§ **Task directions**: Everything in the records should be repeated exactly, down to the last character.

[Records supplied — start]

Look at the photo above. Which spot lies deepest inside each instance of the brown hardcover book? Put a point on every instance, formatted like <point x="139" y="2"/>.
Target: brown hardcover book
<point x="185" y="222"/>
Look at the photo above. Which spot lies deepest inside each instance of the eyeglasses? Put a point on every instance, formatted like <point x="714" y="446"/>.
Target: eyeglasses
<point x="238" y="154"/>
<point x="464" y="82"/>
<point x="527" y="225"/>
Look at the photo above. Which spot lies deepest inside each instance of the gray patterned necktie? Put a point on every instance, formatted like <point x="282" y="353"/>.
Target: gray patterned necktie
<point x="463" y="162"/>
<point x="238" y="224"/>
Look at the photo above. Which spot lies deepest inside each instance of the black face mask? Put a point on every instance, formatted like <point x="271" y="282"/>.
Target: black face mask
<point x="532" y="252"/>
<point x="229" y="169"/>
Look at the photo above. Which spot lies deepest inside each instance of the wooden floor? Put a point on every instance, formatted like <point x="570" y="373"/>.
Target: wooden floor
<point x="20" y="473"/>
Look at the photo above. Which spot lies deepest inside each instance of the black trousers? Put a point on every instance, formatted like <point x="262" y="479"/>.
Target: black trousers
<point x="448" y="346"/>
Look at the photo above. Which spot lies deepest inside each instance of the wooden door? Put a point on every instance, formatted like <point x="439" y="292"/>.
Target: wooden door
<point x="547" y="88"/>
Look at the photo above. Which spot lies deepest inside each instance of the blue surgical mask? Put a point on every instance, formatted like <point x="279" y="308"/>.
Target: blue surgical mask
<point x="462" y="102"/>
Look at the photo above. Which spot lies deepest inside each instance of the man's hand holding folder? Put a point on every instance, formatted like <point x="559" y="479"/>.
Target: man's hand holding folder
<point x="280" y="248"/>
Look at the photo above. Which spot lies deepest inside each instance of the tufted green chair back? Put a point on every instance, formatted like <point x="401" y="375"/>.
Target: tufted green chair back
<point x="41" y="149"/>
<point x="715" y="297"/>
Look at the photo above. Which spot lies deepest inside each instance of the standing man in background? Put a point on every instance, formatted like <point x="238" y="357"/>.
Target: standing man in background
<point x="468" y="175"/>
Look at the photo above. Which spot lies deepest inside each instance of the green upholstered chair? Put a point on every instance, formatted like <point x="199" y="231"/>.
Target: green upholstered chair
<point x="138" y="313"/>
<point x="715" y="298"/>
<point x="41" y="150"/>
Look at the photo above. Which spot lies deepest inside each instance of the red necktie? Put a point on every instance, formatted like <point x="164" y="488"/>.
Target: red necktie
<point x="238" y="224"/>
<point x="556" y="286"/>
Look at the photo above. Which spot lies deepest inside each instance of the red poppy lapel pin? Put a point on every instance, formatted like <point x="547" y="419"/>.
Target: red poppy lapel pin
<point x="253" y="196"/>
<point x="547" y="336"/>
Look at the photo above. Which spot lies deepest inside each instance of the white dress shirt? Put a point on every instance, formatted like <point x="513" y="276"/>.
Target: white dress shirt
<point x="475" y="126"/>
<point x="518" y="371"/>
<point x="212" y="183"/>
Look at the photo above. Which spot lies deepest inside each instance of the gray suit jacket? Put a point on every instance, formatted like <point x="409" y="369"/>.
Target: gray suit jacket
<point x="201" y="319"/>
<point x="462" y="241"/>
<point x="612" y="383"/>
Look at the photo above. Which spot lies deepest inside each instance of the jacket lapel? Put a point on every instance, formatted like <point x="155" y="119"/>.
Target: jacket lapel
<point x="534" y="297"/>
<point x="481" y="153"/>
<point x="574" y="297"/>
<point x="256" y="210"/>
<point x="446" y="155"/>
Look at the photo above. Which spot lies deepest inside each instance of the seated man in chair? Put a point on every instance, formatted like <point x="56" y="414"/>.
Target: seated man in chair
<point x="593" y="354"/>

[Records supplied — finish]

§ **Response to this task**:
Look at the photo above. Which spot lies deepest inside each instance of the brown hardcover book? Put a point on every instance, formatted like <point x="139" y="2"/>.
Target: brown hardcover book
<point x="185" y="222"/>
Look at the photo above. Which spot lies deepest inside each instance of the eyeglasses? Put a point on every instance, formatted like <point x="714" y="446"/>.
Target: eyeglasses
<point x="238" y="154"/>
<point x="464" y="82"/>
<point x="527" y="225"/>
Look at the photo above. Which spot lies deepest inside each instance of the gray patterned necktie? Put a point on every instance, formatted like <point x="282" y="353"/>.
Target: gray patterned necktie
<point x="463" y="162"/>
<point x="238" y="224"/>
Look at the photo above. Which spot lies deepest inside each instance of the black face mask? Put a point on every instance, formatted like <point x="271" y="282"/>.
Target: black face mask
<point x="532" y="252"/>
<point x="229" y="169"/>
Look at the photo above. Which spot lies deepest inside each instance of the wooden floor? Put a point on every instance, formatted like <point x="570" y="373"/>.
Target: wooden floor
<point x="20" y="473"/>
Look at the photo above. Which spot lies deepest inside each instance of the black trousers? Put a point on every instance, formatted like <point x="262" y="479"/>.
Target: black trousers
<point x="448" y="346"/>
Look at the photo above. Which spot lies deepest inside each instance of the wooden door? Put a point on every instance, formatted like <point x="439" y="292"/>.
Target: wooden door
<point x="547" y="88"/>
Look at the photo above. Which spot lies deepest inside each instance of the blue surgical mask? Put a point on every instance, formatted like <point x="279" y="308"/>.
Target: blue surgical mask
<point x="462" y="102"/>
Look at the photo above. Which spot lies deepest inside each instance of the man's hand holding folder? Put a point on every instance, formatted like <point x="559" y="479"/>.
Target: man's hand holding folder
<point x="280" y="248"/>
Look at the photo above. Which spot lies deepest inside each instance of the tufted green chair back? Put a point on every instance, formatted like <point x="401" y="375"/>.
Target: tufted green chair back
<point x="41" y="149"/>
<point x="715" y="297"/>
Look at the photo above. Which spot lies deepest inside each instance of the standing man in background? Put a point on every instance, formatted like <point x="238" y="357"/>.
Target: standing man in background
<point x="468" y="175"/>
Look at the photo above. Which spot lies deepest inside each instance of the green upholstered chair? Put a point on every instance, formatted like <point x="199" y="231"/>.
Target: green upholstered chair
<point x="138" y="313"/>
<point x="715" y="298"/>
<point x="41" y="150"/>
Look at the photo above. Which spot lies deepest inside each instance of the red necktie? Put a point on every instance, formatted like <point x="164" y="488"/>.
Target: red necktie
<point x="238" y="224"/>
<point x="556" y="286"/>
Look at the photo above. Which spot lies deepest inside each instance of the red poppy lapel pin? Put a point on every instance, formatted like <point x="547" y="419"/>.
Target: red poppy lapel pin
<point x="253" y="196"/>
<point x="547" y="336"/>
Look at the photo above. Which spot lies deepest inside each instance of the white dress shirt? Put a point on every instance, formatted like <point x="513" y="276"/>.
Target: white dress shirt
<point x="475" y="126"/>
<point x="518" y="371"/>
<point x="212" y="183"/>
Look at the photo above. Which spot lies deepest inside each instance of the gray suit jacket? Put a point on every instance, formatted like <point x="409" y="369"/>.
Target: gray suit jacket
<point x="201" y="319"/>
<point x="462" y="241"/>
<point x="612" y="383"/>
Look at the photo above. Which spot lies deepest inside each instance of the jacket lapel? Put a point on every instance, formatted like <point x="155" y="119"/>.
Target: jacket lapel
<point x="534" y="297"/>
<point x="481" y="153"/>
<point x="574" y="297"/>
<point x="256" y="210"/>
<point x="446" y="155"/>
Look at the photo above. Which spot lies deepest inside each instance of the seated man in chair? Put a point on every instance, formatted like <point x="56" y="414"/>.
Target: seated man in chair
<point x="593" y="354"/>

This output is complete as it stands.